Pointing records
⁂

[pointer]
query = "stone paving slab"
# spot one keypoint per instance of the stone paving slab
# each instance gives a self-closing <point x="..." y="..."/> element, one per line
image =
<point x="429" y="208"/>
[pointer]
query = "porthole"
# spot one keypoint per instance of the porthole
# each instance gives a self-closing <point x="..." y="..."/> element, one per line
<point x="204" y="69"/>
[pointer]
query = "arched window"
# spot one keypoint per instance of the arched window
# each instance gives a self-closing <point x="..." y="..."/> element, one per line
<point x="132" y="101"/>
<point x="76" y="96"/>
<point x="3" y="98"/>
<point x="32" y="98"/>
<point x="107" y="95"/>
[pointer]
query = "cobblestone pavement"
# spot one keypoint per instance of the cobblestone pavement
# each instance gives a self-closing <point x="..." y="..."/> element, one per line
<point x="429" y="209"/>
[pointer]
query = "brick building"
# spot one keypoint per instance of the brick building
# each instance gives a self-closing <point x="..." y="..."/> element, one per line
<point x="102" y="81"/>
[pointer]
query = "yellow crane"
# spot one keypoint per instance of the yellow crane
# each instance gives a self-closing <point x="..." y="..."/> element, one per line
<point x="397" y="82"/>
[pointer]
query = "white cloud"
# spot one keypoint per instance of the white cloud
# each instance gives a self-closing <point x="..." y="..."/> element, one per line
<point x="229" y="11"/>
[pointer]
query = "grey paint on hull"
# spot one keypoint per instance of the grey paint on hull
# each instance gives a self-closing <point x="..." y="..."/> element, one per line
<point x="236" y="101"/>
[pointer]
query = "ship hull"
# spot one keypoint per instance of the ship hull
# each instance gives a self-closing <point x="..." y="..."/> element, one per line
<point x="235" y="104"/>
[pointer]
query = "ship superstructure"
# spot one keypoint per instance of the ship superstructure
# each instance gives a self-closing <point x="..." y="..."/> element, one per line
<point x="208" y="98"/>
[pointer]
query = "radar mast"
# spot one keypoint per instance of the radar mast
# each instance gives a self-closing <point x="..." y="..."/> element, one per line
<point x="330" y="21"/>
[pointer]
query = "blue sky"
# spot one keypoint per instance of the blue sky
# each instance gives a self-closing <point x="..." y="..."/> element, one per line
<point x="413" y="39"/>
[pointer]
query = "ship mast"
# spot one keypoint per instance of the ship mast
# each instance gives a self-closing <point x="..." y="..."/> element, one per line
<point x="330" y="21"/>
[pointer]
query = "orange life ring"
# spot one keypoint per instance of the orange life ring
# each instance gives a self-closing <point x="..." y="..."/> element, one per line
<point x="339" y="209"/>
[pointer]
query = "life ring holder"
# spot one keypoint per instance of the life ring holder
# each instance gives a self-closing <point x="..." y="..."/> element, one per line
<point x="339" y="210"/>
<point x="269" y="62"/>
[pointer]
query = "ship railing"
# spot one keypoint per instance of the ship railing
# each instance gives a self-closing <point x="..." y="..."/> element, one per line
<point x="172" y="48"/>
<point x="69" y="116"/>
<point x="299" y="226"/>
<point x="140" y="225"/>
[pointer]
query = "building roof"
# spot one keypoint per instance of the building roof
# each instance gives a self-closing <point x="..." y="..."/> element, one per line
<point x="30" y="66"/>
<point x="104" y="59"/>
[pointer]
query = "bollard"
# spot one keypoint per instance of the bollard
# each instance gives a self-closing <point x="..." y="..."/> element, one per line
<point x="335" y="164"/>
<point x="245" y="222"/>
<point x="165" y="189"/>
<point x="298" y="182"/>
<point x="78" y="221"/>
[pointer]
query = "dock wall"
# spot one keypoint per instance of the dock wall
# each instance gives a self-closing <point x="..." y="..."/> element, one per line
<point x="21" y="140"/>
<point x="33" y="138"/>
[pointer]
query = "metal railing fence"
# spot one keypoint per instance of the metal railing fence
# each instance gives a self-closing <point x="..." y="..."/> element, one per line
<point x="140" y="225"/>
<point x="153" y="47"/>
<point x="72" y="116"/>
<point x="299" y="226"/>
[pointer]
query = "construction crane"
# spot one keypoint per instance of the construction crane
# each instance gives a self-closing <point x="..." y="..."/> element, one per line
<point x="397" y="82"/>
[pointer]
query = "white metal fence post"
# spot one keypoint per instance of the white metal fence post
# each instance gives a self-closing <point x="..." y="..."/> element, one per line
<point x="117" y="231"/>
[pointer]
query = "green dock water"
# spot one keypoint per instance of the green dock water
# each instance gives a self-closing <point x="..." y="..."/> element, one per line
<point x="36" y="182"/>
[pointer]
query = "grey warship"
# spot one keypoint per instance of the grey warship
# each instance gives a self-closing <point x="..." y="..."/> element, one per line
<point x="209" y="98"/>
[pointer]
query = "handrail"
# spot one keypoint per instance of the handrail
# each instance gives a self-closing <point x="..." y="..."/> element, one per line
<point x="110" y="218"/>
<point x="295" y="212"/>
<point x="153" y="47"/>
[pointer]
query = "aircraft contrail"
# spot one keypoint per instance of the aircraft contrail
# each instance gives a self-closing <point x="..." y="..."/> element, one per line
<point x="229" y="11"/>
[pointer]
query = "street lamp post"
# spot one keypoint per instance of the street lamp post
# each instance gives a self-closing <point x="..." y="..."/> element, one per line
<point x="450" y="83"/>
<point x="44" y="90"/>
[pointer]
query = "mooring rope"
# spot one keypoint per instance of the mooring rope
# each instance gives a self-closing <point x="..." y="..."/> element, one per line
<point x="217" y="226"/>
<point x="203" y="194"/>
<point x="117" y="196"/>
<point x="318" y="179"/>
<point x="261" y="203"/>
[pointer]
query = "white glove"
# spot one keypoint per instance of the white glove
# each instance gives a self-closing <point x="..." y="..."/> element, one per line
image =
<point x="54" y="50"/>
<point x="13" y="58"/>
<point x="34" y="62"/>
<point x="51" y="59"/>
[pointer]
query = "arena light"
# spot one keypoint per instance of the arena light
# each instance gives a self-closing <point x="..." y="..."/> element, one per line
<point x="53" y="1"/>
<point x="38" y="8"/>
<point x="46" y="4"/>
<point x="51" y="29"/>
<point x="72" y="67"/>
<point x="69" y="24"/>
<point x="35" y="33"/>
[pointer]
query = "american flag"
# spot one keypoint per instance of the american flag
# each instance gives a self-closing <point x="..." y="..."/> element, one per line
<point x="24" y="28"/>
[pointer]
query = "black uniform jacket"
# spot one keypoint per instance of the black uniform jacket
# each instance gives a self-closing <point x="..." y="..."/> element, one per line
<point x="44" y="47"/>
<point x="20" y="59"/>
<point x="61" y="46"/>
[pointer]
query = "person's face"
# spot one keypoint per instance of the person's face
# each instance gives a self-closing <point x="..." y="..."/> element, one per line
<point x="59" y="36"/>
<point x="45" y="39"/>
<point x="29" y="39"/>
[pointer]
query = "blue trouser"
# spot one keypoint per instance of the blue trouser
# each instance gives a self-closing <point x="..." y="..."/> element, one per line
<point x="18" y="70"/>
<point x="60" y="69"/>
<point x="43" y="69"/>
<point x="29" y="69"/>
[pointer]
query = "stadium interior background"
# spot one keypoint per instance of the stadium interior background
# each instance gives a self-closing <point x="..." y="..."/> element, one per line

⁂

◆ **Written request**
Extract each line from the listing above, please, and repeat it exactly.

◆ **Task result**
[pointer]
query = "stone paving slab"
# spot one keypoint per instance of the stone paving slab
# each instance gives a self-closing <point x="..." y="..."/> element, one per line
image =
<point x="429" y="208"/>
[pointer]
query = "porthole"
# spot one keypoint per instance of the porthole
# each instance gives a self-closing <point x="..." y="..."/> element, one per line
<point x="204" y="69"/>
[pointer]
query = "arched window"
# spot one keypoint per instance of the arched window
# each instance gives a self-closing <point x="..." y="..."/> element, one per line
<point x="132" y="101"/>
<point x="76" y="96"/>
<point x="3" y="98"/>
<point x="32" y="98"/>
<point x="107" y="95"/>
[pointer]
query = "cobblestone pavement"
# spot one keypoint per instance of the cobblestone pavement
# each instance gives a self-closing <point x="..." y="..."/> element, one per line
<point x="429" y="209"/>
[pointer]
query = "brick building"
# spot one keypoint per instance of the brick building
# each instance gives a self-closing <point x="..." y="..."/> element, one per line
<point x="102" y="81"/>
[pointer]
query = "yellow crane"
# spot one keypoint per instance of the yellow crane
# each instance gives a self-closing <point x="..." y="..."/> element, one per line
<point x="397" y="82"/>
[pointer]
query = "white cloud"
# spot one keypoint per instance of the white cloud
# each instance gives a self-closing <point x="..." y="..."/> element, one per line
<point x="229" y="11"/>
[pointer]
query = "grey paint on hull"
# spot one keypoint per instance of the grey paint on hull
# each instance gives a self-closing <point x="..." y="..."/> element, one per line
<point x="236" y="101"/>
[pointer]
query = "ship hull"
# spot one keypoint per instance of the ship hull
# each instance gives a self-closing <point x="..." y="..."/> element, one per line
<point x="235" y="104"/>
[pointer]
query = "ship superstructure"
# spot one keypoint per instance of the ship superstructure
# each instance gives a self-closing <point x="..." y="..."/> element, one per line
<point x="208" y="98"/>
[pointer]
query = "radar mast"
# spot one keypoint per instance of the radar mast
# each instance gives a self-closing <point x="..." y="..."/> element, one per line
<point x="330" y="21"/>
[pointer]
query = "blue sky"
# spot one keypoint per instance of the blue sky
# each instance gives a self-closing <point x="..." y="..."/> element, one per line
<point x="413" y="39"/>
[pointer]
query = "ship mast"
# spot one keypoint per instance of the ship mast
# each instance gives a self-closing <point x="..." y="..."/> element, one per line
<point x="330" y="21"/>
[pointer]
query = "orange life ring"
# spot one keypoint per instance of the orange life ring
# each instance gives a self-closing <point x="..." y="..."/> element, one per line
<point x="339" y="209"/>
[pointer]
query = "life ring holder"
# spot one keypoint per instance of the life ring holder
# each instance gives a self-closing <point x="..." y="..."/> element, one per line
<point x="339" y="210"/>
<point x="269" y="62"/>
[pointer]
query = "ship railing"
# spot one keypoint per instance of the ship railing
# each instance gives a self-closing <point x="..." y="..."/> element, one per line
<point x="172" y="48"/>
<point x="69" y="116"/>
<point x="299" y="226"/>
<point x="140" y="225"/>
[pointer]
query = "building roof"
# spot one keypoint per instance of the building roof
# each instance gives a self-closing <point x="..." y="..."/> element, one per line
<point x="30" y="66"/>
<point x="104" y="59"/>
[pointer]
query = "bollard"
# spot one keypoint per instance of the bollard
# each instance gives a self-closing <point x="..." y="..."/> element, one per line
<point x="335" y="164"/>
<point x="245" y="222"/>
<point x="165" y="189"/>
<point x="298" y="182"/>
<point x="78" y="221"/>
[pointer]
query = "dock wall"
# spot one keypoint per instance of the dock wall
# each instance gives a self-closing <point x="..." y="..."/> element, one per line
<point x="21" y="140"/>
<point x="33" y="138"/>
[pointer]
query = "metal railing fence"
# spot one keypoint per instance of the metal railing fence
# each instance gives a self-closing <point x="..." y="..."/> element, one per line
<point x="140" y="225"/>
<point x="153" y="47"/>
<point x="72" y="116"/>
<point x="299" y="226"/>
[pointer]
query = "construction crane"
# spot one keypoint per instance of the construction crane
# each instance gives a self-closing <point x="..." y="..."/> element, one per line
<point x="397" y="82"/>
[pointer]
query = "white metal fence post"
# spot one keypoint per instance of the white metal fence post
# each instance gives a self-closing <point x="..." y="..."/> element, one per line
<point x="117" y="231"/>
[pointer]
query = "green dock water"
# spot one keypoint per instance of the green dock water
# each instance gives a self-closing <point x="..." y="..."/> element, one per line
<point x="36" y="182"/>
[pointer]
query = "grey warship"
# spot one keypoint per instance of the grey warship
# each instance gives a self-closing <point x="..." y="..."/> element, one per line
<point x="209" y="98"/>
[pointer]
query = "handrail"
# spot one keypoint per instance of the handrail
# each instance gives a self-closing <point x="..." y="..."/> element, one per line
<point x="110" y="218"/>
<point x="295" y="212"/>
<point x="153" y="47"/>
[pointer]
query = "aircraft contrail"
# spot one keypoint per instance of the aircraft contrail
# each instance gives a self-closing <point x="..." y="..."/> element, one per line
<point x="229" y="11"/>
[pointer]
query = "street lamp post"
# spot one keypoint per instance of the street lamp post
# each instance gives a self-closing <point x="..." y="..."/> element, one per line
<point x="450" y="83"/>
<point x="44" y="90"/>
[pointer]
query = "mooring rope"
# spot one keypoint per instance of the mooring rope
# each instance gives a self-closing <point x="..." y="..."/> element, one per line
<point x="217" y="226"/>
<point x="203" y="194"/>
<point x="117" y="196"/>
<point x="318" y="179"/>
<point x="261" y="203"/>
[pointer]
query = "white glove"
# spot one keypoint per instance of the white glove
# each instance gives a self-closing <point x="..." y="..."/> element, one per line
image =
<point x="54" y="50"/>
<point x="13" y="58"/>
<point x="34" y="62"/>
<point x="51" y="59"/>
[pointer]
query = "arena light"
# spot one keypoint per instance of the arena light
# each instance gives a self-closing <point x="..." y="..."/> element, one per line
<point x="53" y="1"/>
<point x="38" y="8"/>
<point x="46" y="4"/>
<point x="51" y="29"/>
<point x="72" y="67"/>
<point x="69" y="24"/>
<point x="35" y="33"/>
[pointer]
query = "american flag"
# spot one keypoint per instance of the american flag
# each instance gives a self-closing <point x="..." y="..."/> element, one per line
<point x="24" y="28"/>
[pointer]
query = "black uniform jacket"
# spot one keypoint per instance of the black uniform jacket
# each instance gives a self-closing <point x="..." y="..."/> element, one per line
<point x="44" y="47"/>
<point x="20" y="59"/>
<point x="61" y="46"/>
[pointer]
query = "person's face"
# spot one keypoint per instance of the person's face
# each instance gives a self-closing <point x="..." y="..."/> element, one per line
<point x="59" y="36"/>
<point x="45" y="39"/>
<point x="29" y="39"/>
[pointer]
query = "blue trouser"
# spot one keypoint per instance of the blue trouser
# each instance gives a self-closing <point x="..." y="..."/> element, one per line
<point x="18" y="70"/>
<point x="60" y="69"/>
<point x="43" y="69"/>
<point x="29" y="69"/>
[pointer]
query = "stadium interior background"
# spot one keypoint per instance of the stadium interior background
# each instance gives a self-closing <point x="..." y="..."/> element, one per line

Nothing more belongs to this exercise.